#### The task
Turn each line of the records below into a numbered list, skipping blank lines and leaving out the pictures.
=== Data lines ===
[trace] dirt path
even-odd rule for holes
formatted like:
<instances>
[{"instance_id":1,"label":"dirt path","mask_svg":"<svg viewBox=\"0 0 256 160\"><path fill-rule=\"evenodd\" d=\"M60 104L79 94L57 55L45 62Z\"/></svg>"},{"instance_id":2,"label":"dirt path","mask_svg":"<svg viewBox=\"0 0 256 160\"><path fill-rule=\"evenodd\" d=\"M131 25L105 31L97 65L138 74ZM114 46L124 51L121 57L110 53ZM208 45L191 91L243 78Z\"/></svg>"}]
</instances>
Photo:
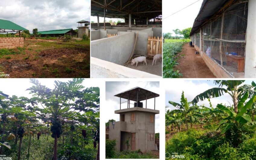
===
#### Completed exercise
1. [trace] dirt path
2. even-odd rule for holes
3. formatted like:
4. <instances>
5. [{"instance_id":1,"label":"dirt path","mask_svg":"<svg viewBox=\"0 0 256 160\"><path fill-rule=\"evenodd\" d=\"M60 104L79 94L57 55L45 62Z\"/></svg>"},{"instance_id":2,"label":"dirt path","mask_svg":"<svg viewBox=\"0 0 256 160\"><path fill-rule=\"evenodd\" d=\"M131 25L105 31L97 65L138 74ZM114 46L124 51L121 57L110 53ZM208 45L191 91L243 78Z\"/></svg>"}]
6. </instances>
7. Photo:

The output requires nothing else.